RECORDS SUPPLIED section start
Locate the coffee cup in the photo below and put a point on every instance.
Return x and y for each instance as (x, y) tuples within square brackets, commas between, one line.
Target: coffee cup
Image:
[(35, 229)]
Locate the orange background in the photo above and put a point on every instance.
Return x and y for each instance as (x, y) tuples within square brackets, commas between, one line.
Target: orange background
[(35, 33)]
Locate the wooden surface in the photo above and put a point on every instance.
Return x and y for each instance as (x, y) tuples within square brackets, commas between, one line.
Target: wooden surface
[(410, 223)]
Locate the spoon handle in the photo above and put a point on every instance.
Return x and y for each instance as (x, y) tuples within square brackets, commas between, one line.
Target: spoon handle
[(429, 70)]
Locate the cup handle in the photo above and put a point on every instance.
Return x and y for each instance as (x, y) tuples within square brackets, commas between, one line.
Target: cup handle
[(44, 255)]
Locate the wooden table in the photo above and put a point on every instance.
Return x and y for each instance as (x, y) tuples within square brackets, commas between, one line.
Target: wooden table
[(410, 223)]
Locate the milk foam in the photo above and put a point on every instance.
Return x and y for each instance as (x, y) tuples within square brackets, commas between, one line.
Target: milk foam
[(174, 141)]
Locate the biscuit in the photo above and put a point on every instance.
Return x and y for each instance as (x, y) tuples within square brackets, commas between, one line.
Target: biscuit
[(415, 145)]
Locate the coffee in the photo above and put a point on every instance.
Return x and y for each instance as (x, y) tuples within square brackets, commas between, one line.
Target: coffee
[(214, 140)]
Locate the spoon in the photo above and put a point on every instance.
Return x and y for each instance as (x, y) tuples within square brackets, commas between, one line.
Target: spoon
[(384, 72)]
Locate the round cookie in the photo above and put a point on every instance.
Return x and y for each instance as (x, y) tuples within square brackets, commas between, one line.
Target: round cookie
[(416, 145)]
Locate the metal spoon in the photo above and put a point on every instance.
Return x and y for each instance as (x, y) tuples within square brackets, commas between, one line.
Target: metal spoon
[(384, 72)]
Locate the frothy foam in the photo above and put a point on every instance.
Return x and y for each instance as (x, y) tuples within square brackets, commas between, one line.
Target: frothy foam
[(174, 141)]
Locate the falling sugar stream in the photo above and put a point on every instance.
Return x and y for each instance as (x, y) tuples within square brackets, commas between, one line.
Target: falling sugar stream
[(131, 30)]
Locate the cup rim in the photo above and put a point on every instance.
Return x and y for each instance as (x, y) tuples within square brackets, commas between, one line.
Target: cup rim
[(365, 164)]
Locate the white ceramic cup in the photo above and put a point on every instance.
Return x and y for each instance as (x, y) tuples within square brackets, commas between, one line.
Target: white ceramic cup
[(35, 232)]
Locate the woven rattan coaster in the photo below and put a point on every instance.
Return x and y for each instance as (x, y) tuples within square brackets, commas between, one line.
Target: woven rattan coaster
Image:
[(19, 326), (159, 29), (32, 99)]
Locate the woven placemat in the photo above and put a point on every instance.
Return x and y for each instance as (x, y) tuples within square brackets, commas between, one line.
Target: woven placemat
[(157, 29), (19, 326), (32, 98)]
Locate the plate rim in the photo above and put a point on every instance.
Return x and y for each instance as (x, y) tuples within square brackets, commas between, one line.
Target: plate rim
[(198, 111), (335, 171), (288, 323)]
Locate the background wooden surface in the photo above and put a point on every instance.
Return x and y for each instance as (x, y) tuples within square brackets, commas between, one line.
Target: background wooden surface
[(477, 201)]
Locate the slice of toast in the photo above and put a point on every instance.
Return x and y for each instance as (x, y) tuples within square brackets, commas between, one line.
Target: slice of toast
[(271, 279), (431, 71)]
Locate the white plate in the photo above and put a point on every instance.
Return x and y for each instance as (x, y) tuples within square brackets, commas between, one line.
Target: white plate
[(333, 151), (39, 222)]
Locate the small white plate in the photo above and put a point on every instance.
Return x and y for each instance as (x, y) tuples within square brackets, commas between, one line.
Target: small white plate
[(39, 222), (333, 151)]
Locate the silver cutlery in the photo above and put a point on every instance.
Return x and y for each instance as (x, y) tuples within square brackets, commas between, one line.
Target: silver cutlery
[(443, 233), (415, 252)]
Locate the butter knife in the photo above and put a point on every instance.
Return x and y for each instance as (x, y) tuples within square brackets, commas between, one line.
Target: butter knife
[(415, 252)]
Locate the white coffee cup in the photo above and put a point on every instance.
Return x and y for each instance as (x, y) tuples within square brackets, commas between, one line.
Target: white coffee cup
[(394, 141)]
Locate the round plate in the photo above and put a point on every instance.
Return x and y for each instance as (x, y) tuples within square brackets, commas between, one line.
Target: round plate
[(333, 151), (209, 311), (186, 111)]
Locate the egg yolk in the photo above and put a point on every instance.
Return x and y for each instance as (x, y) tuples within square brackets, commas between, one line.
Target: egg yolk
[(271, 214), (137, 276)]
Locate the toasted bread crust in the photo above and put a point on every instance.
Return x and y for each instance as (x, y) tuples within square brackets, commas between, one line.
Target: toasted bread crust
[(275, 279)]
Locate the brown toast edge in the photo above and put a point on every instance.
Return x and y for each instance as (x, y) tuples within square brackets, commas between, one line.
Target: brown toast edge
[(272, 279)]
RECORDS SUPPLIED section end
● **PROMPT**
Copy each line of the records that has "coaster" in it.

● **TASK ANSWER**
Locate the woven rattan coaster in the photo below and put a point on every instance.
Target: woven rattan coaster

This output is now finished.